* **SELECTED PASSAGE**
James Marsters is unpacking one of his most uncomfortable scenes, which ultimately sent him to therapy.
The Buffy the Vampire Slayer alum recently described his “personal hell” as he reflected on a 2002 episode in which his vampire character Spike attempts to force himself on the titular slayer (played by Sarah Michelle Gellar).
“Buffy sent me into therapy, actually. Buffy crushed me,” said Marsters on Michael Rosenbaum‘s Inside of You podcast, adding: “It’s a problematic scene for a lot of people who like the show. And it’s the darkest professional day of my life.”
The scene from the Season 6 episode ‘Seeing Red’ is largely considered one of the hardest to watch in the Joss Whedon series, which ran for seven seasons on The WB from 1997 to 2003. To prove his love, Spike attempts to rape Buffy in her bathroom, although she’s able to fight him off.
“The writers were being asked to come up with their worst day, the day that they don’t talk about, their dark secret, the one that keeps them up at night, when they really hurt somebody or when they really got hurt or made a big mistake of some kind, and then slap metaphoric fangs on top of that dark secret and tell everybody about it,” he recalled.
“One of the the women writers actually had come up with this idea, because in college she had gotten broken up with and she went to her ex’s place and thought that if they made love one more time, everything would be fixed,” Marsters continued. “She kind of forced herself and he had to physically remove her from the premises, and that was one of the most painful memories of that time of her life.”

* **Natural-language object grounding data**
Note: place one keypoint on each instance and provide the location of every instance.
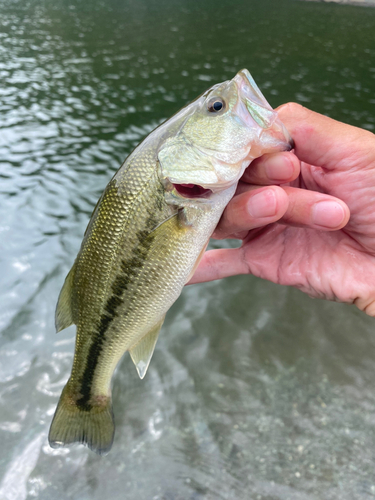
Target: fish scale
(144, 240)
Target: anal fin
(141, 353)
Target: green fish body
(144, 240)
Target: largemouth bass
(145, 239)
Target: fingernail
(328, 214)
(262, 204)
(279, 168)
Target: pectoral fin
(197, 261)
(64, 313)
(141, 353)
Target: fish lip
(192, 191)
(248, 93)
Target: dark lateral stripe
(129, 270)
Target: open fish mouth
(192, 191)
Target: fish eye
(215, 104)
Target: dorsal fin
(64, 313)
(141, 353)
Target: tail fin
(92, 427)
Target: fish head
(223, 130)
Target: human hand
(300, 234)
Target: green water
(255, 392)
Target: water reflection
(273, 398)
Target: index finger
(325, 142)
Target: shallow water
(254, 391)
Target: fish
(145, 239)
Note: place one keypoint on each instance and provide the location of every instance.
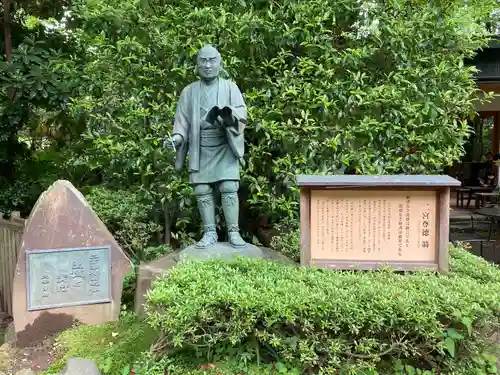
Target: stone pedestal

* **TASK SET**
1. In the article about James Marsters, on which podcast did he make these remarks?
2. Condense the paragraph of the article about James Marsters that begins "The scene from the Season 6 episode" into a shorter version that keeps its main facts.

* **RESULTS FOR EACH TASK**
1. Michael Rosenbaum's Inside of You podcast.

2. The scene from the Season 6 episode "Seeing Red," in which Spike tries to rape Buffy in her bathroom to prove his love before she fights him off, is widely seen as one of the hardest to watch in Joss Whedon's series, which ran seven seasons on The WB from 1997 to 2003.